Pemerintah China kerap menolak tuduhan yang dibuat oleh Amerika Serikat (AS) dan pemerintah negara Barat lainnya yang mengatakan bahwa China sengaja menyembunyikan informasi yang berkaitan dengan COVID-19. Namun, dokumen tersebut tidak memberikan bukti adanya upaya untuk mengaburkan temuan, dokumen tersebut mengungkapkan banyak ketidakkonsistenan terhadap hal yang diyakini pihak berwenang dan apa yang diungkapkan kepada publik.
Dokumen tersebut juga mengungkapkan sistem perawatan kesehatan yang tidak fleksibel yang dibatasi oleh birokrasi dan prosedur kaku yang tidak memadai untuk menangani krisis. Pada beberapa momen kritis di fase awal pandemi, dokumen menunjukkan bukti salah langkah yang jelas dan menunjukkan pola kegagalan institusional.
Salah satu poin data yang lebih mencolok menyangkut kelambatan diagnosa COVID-19 lokal. Meskipun pihak berwenang di Hubei mempresentasikan penanganan wabah awal kepada publik secara efisien dan transparan, dokumen menunjukkan bahwa pejabat kesehatan setempat mengandalkan mekanisme pengujian dan pelaporan yang cacat. Sebuah laporan dalam dokumen dari awal Maret mengatakan waktu rata-rata antara timbulnya gejala hingga diagnosa yang dikonfirmasi adalah 23,3 hari, yang menurut para ahli secara signifikan menghambat langkah-langkah untuk memantau dan memerangi penyakit tersebut.
China dengan gigih membela penanganan wabahnya. Pada konferensi pers pada 7 Juni, Dewan Negara China merilis Buku Putih yang mengatakan bahwa pemerintah China selalu menerbitkan informasi terkait epidemi secara tepat waktu, terbuka dan transparan.

DATA TERSEDIA:

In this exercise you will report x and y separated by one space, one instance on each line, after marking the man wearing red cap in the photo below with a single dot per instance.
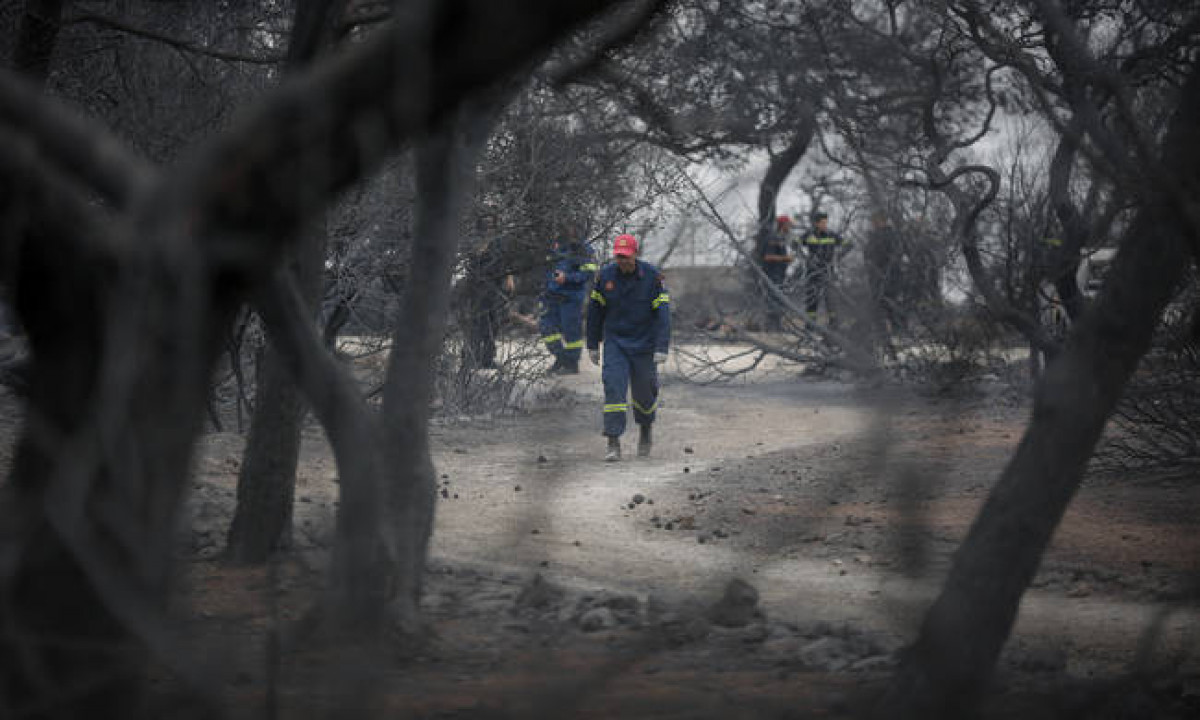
630 312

YANG PERLU DIKERJAKAN:
a: Menurut teks tentang penanganan COVID-19 di China, berapa waktu rata-rata antara timbulnya gejala hingga diagnosa yang dikonfirmasi dalam laporan dari awal Maret?
b: Dalam teks tentang penanganan COVID-19 di China, Buku Putih menyebut pemerintah China selalu menerbitkan informasi epidemi dengan cara tertentu. Sebutkan semua sifat penerbitan informasi itu.
c: Tuliskan lanjutan teks tentang penanganan COVID-19 di China, dimulai setelah kalimat terakhirnya.
Daftar tersebut tidak berperan di sini.

SOAL TERJAWAB:
a: 23,3 hari.

b: Tepat waktu, terbuka, transparan.

c:
"Sambil berusaha sekuat tenaga untuk membendung virus, China juga bertindak dengan rasa tanggung jawab yang tinggi terhadap kemanusiaan, rakyatnya, keturunannya, dan komunitas internasional. China telah memberikan informasi tentang Covid-19 secara profesional dan efisien secara menyeluruh. China telah merilis informasi otoritatif dan rinci sedini secara teratur, sehingga secara efektif menanggapi perhatian publik dan membangun konsensus publik," dikutip dari Buku Putih.
"Epidemi" influenza, seperti yang dicatat para pejabat dalam dokumen itu, tidak hanya terjadi di Wuhan pada Desember 2019. Penyakit tersebut sudah menyerang kota-kota tetangga seperti Yichang dan Xianning. Masih belum jelas apa dampak atau hubungan lonjakan influenza itu pada wabah COVID-19. Meskipun tidak ada catatan dalam dokumen bahwa kedua krisis paralel tersebut terkait, informasi mengenai besarnya lonjakan influenza di Hubei tidak dipublikasikan.
Baca juga:
Sejauh ini, akses para ahli internasional ke catatan medis rumah sakit dan data mentah di Provinsi Hubei telah dibatasi. WHO mengatakan pada pekan lalu bahwa mereka mendapat "jaminan dari kolega pemerintah China bahwa perjalanan ke lapangan" akan diberikan sebagai bagian penyelidikan mereka.
Selain itu, dokumen tersebut juga menunjukkan pengujian tidak akurat sejak awal yang menyebabkan penundaan sistem pelaporan selama berminggu-minggu dalam mendiagnosa kasus baru. Hal tersebut memberi dampak sebagian besar angka harian yang ditanggapi pemerintah berisiko tidak akurat.
Tingkat negatif palsu yang tinggi mengungkap serangkaian masalah yang membutuhkan waktu berminggu-minggu untuk diperbaiki China. Menurut laporan di media pemerintah China pada awal Februari, ahli kesehatan Hubei frustrasi dengan ketidaakuratan tes asam nukleat. Tes asam nukleat bekerja dengan mendeteksi kode genetik virus dan dianggap lebih efektif dalam mendeteksi infeksi, terutama pada tahap awal.
Kurangnya kesiapan China terhadap COVID-19 tercermin di seluruh dokumen, bagian-bagiannya sangat penting dalam penilaian internal terhadap dukungan pemerintah untuk operasi Pusat Pengendalian dan Pencegahan Penyakit di Hubei.